> _STATED EXERCISE_
Write the entries out again exactly as they stand, but without the pictures.

(Coordinate labeling data)
-- begin --
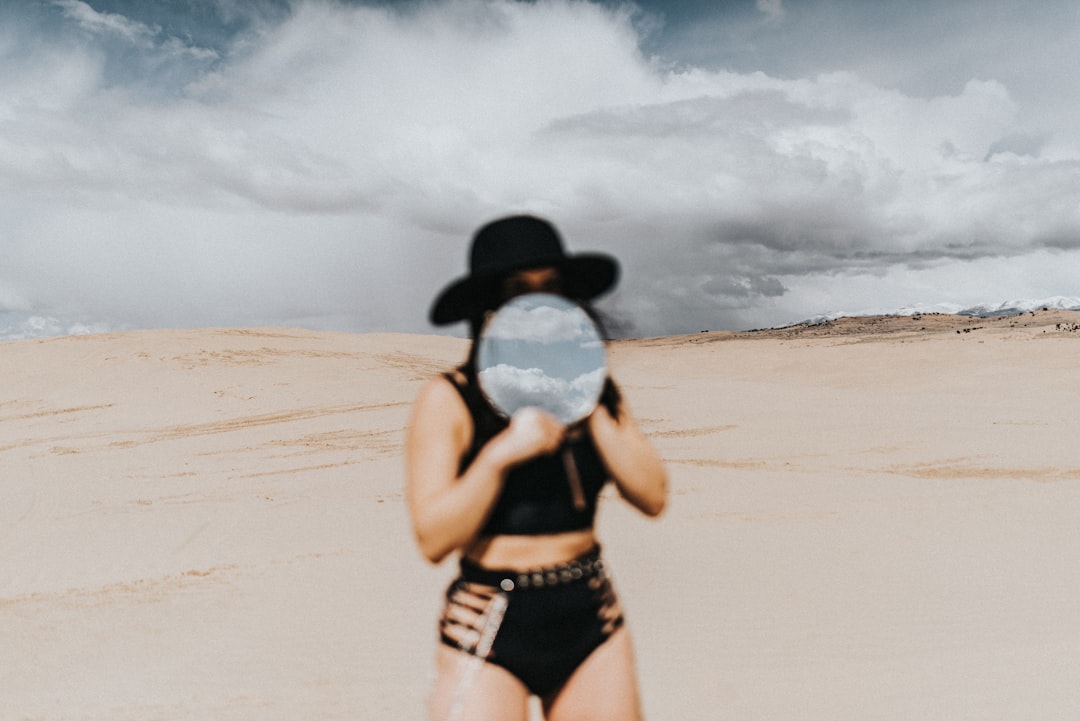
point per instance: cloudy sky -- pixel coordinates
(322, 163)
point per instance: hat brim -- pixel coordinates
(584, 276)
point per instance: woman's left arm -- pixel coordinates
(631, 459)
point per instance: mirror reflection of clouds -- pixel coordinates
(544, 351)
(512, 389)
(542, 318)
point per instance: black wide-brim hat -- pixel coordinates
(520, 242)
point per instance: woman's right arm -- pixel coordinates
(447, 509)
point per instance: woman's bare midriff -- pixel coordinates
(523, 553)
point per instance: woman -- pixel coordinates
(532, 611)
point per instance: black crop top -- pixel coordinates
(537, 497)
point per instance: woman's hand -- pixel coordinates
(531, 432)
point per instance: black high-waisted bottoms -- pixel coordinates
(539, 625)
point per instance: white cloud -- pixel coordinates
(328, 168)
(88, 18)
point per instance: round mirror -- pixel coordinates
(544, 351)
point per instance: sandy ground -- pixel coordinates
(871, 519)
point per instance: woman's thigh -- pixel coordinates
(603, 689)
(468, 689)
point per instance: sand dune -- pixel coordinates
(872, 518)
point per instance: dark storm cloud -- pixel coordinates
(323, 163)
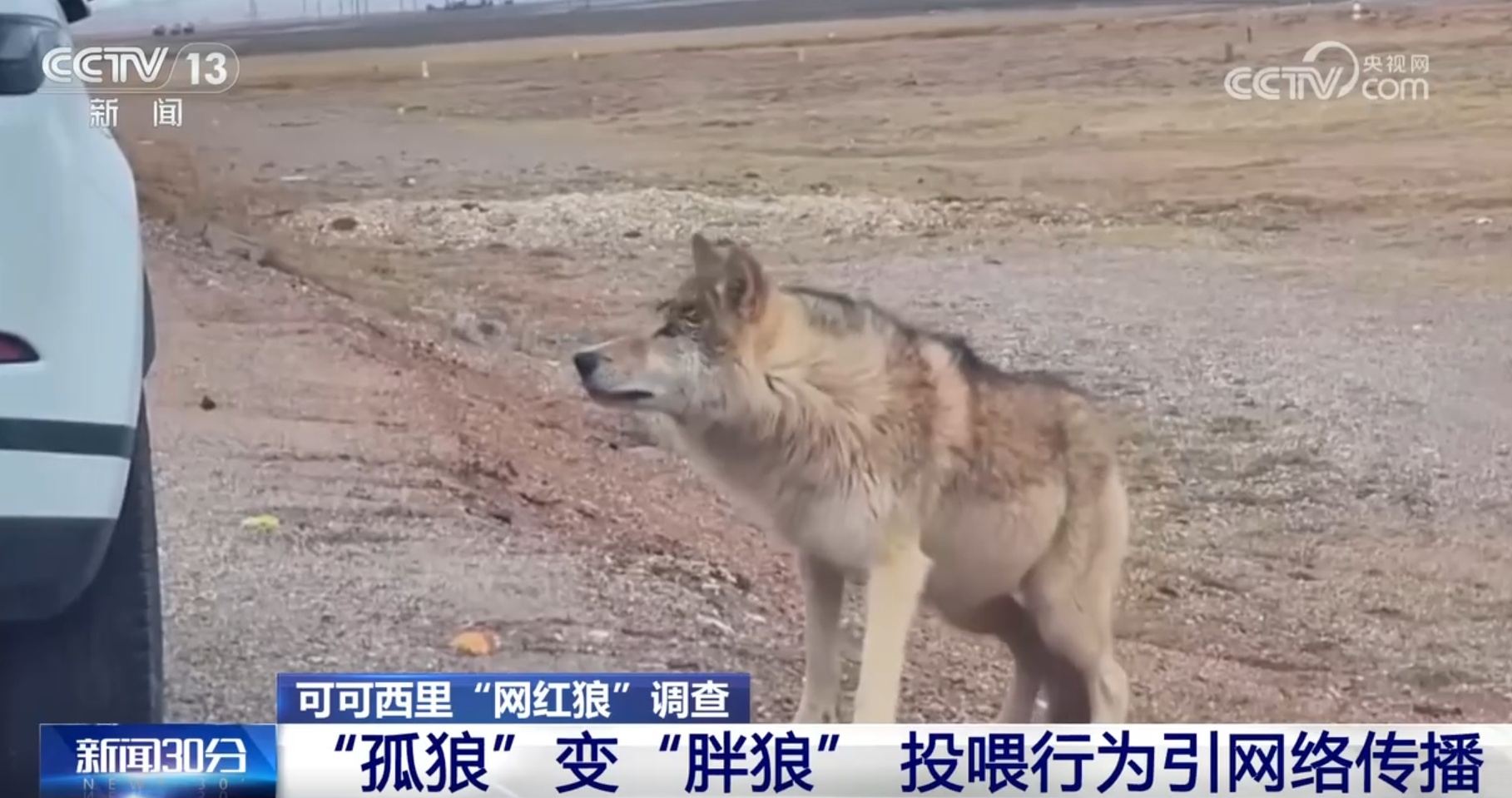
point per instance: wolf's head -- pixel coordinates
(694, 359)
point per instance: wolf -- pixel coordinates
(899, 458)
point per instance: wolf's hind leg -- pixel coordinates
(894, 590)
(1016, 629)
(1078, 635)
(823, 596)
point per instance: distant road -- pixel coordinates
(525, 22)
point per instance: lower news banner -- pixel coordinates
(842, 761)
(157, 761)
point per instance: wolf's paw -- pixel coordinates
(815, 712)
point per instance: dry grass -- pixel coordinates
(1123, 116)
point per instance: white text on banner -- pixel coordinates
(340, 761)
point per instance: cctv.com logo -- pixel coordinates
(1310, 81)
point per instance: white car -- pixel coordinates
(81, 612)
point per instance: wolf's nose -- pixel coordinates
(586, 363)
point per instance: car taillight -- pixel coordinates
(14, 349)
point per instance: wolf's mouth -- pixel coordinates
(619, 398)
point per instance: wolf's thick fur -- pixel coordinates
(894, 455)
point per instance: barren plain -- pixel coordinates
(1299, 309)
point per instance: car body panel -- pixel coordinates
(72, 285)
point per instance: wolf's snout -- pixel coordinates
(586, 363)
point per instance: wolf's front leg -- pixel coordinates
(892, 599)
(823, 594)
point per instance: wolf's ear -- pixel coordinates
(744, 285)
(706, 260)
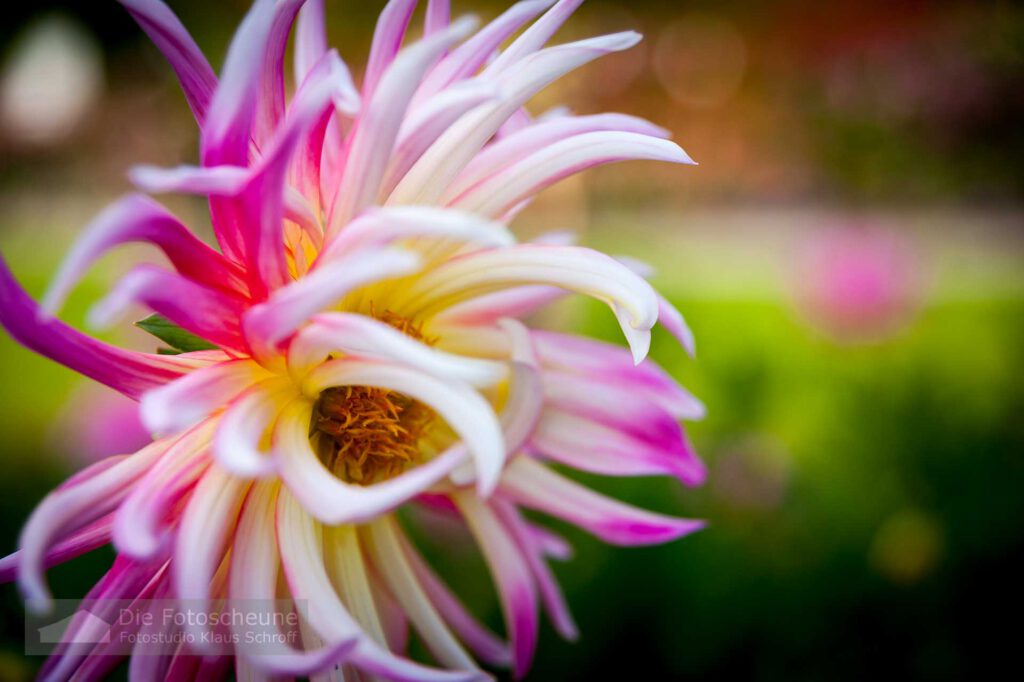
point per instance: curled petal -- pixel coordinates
-- end --
> _COMPLETE ANSWER_
point per instance: cloudy sky -- pixel coordinates
(322, 163)
point per instance: hat brim -- pixel coordinates
(584, 276)
point per instance: woman's left arm -- pixel coordinates
(631, 459)
point per instance: mirror reflection of clouds -- pixel coordinates
(544, 351)
(512, 389)
(542, 318)
point per instance: black wide-brim hat -- pixel coordinates
(520, 242)
point per instance: woman's right arm -- pixel coordinates
(447, 509)
point per instance: woman's bare midriff -- pixel coordinates
(523, 553)
point per instance: woman -- pixel coordinates
(532, 611)
point per instance: black crop top -- pixel coordinates
(537, 497)
point per instance: woman's hand -- pixel coordinates
(531, 432)
point per instance: black high-waisted bottoms -- pixel coordinates
(539, 625)
point per instance: white cloud -- pixel coordinates
(328, 168)
(88, 18)
point per instance: round mirror -- pixel coordinates
(544, 351)
point per instance: sandy ground -- pixel coordinates
(871, 519)
point per instance: woman's thigh -- pixel coordinates
(603, 689)
(468, 689)
point per instance: sand dune -- pixel coordinates
(872, 518)
point per instance: dark storm cloud -- pixel coordinates
(323, 163)
point per instance: wolf's head -- pixel coordinates
(694, 359)
point per instance: wolf -- pixel coordinates
(899, 458)
point per instance: wolf's hind leg -- pixel coordinates
(894, 590)
(1016, 629)
(1078, 635)
(823, 596)
point per instance: distant road -- pixel coordinates
(525, 22)
point per instance: lower news banner -- pixel coordinates
(842, 761)
(157, 761)
point per instance: wolf's paw -- pixel coordinates
(815, 712)
point per instance: dry grass -- pixel coordinates
(1123, 116)
point per instance: white text on banner -- pixel coordinates
(340, 761)
point per instance: cctv.com logo -- pixel coordinates
(1310, 81)
point per instance: white car -- pixel coordinates
(81, 612)
point per instance: wolf's nose -- pixel coordinates
(586, 363)
point per instance: car taillight -- pixel coordinates
(14, 349)
point per instance: wolf's mouth -- pixel coordinates
(619, 398)
point per instance: wolf's thick fur -- pixel coordinates
(894, 455)
point per instance: barren plain -- pixel coordinates
(1299, 309)
point per instance: car body panel -- pixel coordinates
(72, 285)
point per instance: wolf's snout -- pixel coordinates
(586, 363)
point per instance: wolf's front leg -- pixel coordinates
(892, 599)
(823, 594)
point per instance: wolf's ear -- pixel coordinates
(744, 285)
(706, 260)
point per instance: curled petal -- pixel coordinates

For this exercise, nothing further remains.